**About this exercise**
Please repeat exactly the lines below from the line with "59L365 31L343 19L327" to the line with "133L125 143L158 140L148", including both, and leave out every picture.

**Records shown**
────────────────

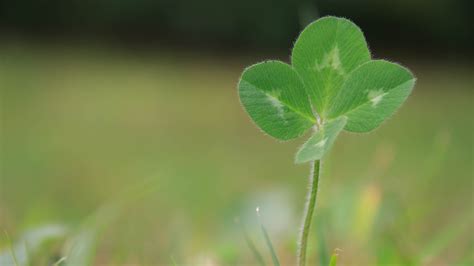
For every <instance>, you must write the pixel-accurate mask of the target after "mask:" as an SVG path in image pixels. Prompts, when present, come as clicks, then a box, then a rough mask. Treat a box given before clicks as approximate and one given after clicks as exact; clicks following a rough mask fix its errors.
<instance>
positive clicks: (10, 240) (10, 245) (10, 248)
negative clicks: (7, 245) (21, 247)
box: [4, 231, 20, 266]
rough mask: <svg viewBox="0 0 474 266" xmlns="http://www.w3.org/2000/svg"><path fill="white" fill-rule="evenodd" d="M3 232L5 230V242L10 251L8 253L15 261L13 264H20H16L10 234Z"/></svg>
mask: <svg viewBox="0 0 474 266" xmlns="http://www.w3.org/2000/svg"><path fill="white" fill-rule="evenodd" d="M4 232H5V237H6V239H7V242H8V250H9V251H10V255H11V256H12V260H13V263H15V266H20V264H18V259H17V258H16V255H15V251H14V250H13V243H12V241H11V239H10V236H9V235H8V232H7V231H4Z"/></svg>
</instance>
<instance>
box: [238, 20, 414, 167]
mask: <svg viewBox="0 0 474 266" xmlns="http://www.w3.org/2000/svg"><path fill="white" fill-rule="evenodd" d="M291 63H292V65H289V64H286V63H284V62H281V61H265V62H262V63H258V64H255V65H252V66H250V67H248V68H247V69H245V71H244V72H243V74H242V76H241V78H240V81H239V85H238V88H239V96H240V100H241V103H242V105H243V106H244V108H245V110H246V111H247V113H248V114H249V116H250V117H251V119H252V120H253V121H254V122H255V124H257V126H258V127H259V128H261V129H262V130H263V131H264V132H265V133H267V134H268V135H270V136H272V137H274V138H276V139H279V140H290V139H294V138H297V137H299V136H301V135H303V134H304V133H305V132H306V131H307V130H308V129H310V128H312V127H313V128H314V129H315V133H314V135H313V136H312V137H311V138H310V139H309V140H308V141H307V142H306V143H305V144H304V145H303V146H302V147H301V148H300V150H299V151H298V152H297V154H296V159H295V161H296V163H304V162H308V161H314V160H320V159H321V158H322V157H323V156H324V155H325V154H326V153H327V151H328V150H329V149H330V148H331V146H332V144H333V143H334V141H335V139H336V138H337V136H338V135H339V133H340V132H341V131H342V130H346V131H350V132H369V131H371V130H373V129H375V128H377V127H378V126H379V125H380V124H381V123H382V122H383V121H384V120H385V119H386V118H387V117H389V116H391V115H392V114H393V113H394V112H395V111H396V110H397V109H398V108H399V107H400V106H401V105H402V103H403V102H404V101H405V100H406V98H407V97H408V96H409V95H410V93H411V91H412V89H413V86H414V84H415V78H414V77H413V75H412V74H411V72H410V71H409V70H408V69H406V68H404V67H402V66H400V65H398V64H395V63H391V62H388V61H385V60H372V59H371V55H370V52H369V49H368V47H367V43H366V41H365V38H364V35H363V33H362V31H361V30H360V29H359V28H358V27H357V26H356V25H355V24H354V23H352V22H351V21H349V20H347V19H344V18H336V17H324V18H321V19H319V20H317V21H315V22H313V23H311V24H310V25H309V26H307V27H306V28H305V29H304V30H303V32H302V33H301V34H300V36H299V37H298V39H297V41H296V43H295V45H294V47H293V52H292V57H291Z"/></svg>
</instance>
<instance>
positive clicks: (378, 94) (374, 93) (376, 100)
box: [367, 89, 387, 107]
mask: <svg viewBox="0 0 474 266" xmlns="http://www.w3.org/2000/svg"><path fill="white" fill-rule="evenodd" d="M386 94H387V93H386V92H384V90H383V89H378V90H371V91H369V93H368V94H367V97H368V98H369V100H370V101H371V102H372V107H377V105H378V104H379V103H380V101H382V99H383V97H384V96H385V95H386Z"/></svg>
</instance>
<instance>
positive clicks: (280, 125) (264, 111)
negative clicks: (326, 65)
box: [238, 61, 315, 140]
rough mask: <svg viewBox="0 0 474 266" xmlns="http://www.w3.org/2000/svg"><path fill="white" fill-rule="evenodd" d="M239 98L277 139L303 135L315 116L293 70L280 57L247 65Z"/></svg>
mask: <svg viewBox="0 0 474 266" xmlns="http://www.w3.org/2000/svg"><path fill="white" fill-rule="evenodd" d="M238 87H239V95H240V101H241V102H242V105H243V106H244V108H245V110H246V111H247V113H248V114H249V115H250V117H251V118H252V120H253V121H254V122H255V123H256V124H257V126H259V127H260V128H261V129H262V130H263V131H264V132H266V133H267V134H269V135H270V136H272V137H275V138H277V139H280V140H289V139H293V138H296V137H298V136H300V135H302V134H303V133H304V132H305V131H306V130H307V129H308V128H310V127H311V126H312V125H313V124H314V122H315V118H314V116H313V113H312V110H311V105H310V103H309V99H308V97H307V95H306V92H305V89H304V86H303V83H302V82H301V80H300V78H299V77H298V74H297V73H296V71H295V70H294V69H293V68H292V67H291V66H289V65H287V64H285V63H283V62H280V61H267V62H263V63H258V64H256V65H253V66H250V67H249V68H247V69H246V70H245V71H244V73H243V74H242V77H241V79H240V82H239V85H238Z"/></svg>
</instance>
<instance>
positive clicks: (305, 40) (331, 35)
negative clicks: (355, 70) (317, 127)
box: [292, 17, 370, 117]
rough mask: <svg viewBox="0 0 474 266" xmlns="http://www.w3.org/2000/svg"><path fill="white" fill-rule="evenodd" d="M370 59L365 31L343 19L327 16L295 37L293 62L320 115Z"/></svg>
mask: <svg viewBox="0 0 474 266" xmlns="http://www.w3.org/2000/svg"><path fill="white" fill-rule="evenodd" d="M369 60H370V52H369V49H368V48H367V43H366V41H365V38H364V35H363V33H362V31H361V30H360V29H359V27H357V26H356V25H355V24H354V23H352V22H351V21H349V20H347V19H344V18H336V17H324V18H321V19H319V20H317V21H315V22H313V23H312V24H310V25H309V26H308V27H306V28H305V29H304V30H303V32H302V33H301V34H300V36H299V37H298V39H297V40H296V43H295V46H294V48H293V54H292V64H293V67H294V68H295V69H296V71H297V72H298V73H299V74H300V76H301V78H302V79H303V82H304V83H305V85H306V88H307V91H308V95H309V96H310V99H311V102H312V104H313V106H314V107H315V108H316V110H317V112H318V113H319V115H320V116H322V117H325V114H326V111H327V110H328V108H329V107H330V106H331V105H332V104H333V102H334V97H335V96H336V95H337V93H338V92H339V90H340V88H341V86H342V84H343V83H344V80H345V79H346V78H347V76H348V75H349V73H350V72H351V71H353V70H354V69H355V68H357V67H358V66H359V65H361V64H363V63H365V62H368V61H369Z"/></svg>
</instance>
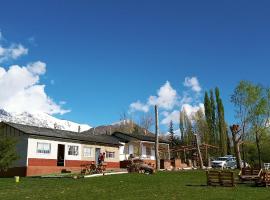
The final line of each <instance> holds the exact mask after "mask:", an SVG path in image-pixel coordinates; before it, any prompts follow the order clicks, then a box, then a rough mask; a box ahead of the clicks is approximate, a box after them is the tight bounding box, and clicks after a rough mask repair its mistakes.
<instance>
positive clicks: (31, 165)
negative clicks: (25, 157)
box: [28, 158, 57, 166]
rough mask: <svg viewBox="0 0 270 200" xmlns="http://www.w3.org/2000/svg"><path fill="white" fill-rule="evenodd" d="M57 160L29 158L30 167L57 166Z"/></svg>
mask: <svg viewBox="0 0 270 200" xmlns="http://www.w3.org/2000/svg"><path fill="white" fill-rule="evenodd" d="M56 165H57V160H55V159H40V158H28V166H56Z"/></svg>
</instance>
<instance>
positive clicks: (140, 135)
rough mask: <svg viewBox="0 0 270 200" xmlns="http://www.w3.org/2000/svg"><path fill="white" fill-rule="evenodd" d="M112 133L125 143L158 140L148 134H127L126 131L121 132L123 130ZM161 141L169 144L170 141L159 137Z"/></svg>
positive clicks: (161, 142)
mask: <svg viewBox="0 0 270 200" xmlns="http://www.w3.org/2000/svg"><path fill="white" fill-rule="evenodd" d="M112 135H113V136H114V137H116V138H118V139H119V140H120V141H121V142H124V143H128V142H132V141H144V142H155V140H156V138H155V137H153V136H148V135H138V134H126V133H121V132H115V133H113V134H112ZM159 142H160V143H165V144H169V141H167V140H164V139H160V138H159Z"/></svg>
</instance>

────────────────

**The answer**
rough mask: <svg viewBox="0 0 474 266" xmlns="http://www.w3.org/2000/svg"><path fill="white" fill-rule="evenodd" d="M370 59L365 31L343 19L327 16L295 37L293 62L320 115Z"/></svg>
mask: <svg viewBox="0 0 474 266" xmlns="http://www.w3.org/2000/svg"><path fill="white" fill-rule="evenodd" d="M369 60H370V52H369V49H368V48H367V43H366V41H365V38H364V35H363V33H362V31H361V30H360V29H359V27H357V26H356V25H355V24H354V23H352V22H351V21H349V20H347V19H344V18H336V17H324V18H321V19H319V20H317V21H315V22H313V23H312V24H310V25H309V26H308V27H306V28H305V29H304V30H303V32H302V33H301V34H300V36H299V37H298V39H297V40H296V43H295V46H294V48H293V54H292V64H293V67H294V68H295V69H296V71H297V72H298V73H299V74H300V76H301V78H302V79H303V82H304V83H305V85H306V88H307V91H308V95H309V96H310V99H311V102H312V104H313V106H314V107H315V108H316V110H317V112H318V113H319V115H320V116H322V117H325V114H326V111H327V110H328V108H329V107H330V106H331V105H332V104H333V102H334V97H335V96H336V95H337V93H338V92H339V90H340V88H341V86H342V84H343V83H344V80H345V79H346V78H347V76H348V75H349V73H350V72H351V71H353V70H354V69H355V68H357V67H358V66H359V65H361V64H363V63H365V62H368V61H369Z"/></svg>
</instance>
The final line of each <instance> holds the exact mask after "mask:", an SVG path in image-pixel coordinates; before it, any prompts follow the order clicks, then a box, then a rough mask; a box ahead of the clicks is approximate, a box after them is the tight bounding box, and clicks after a rough mask repair its mistakes.
<instance>
positive clicks: (31, 165)
negative clicks: (25, 157)
box: [28, 158, 57, 166]
rough mask: <svg viewBox="0 0 270 200" xmlns="http://www.w3.org/2000/svg"><path fill="white" fill-rule="evenodd" d="M57 160L29 158L30 167L57 166Z"/></svg>
mask: <svg viewBox="0 0 270 200" xmlns="http://www.w3.org/2000/svg"><path fill="white" fill-rule="evenodd" d="M56 165H57V160H55V159H40V158H28V166H56Z"/></svg>
</instance>
<instance>
positive clicks: (140, 135)
rough mask: <svg viewBox="0 0 270 200" xmlns="http://www.w3.org/2000/svg"><path fill="white" fill-rule="evenodd" d="M112 133L125 143L158 140L148 134H127L126 131L121 132L123 130ZM161 141L169 144L170 141L159 137Z"/></svg>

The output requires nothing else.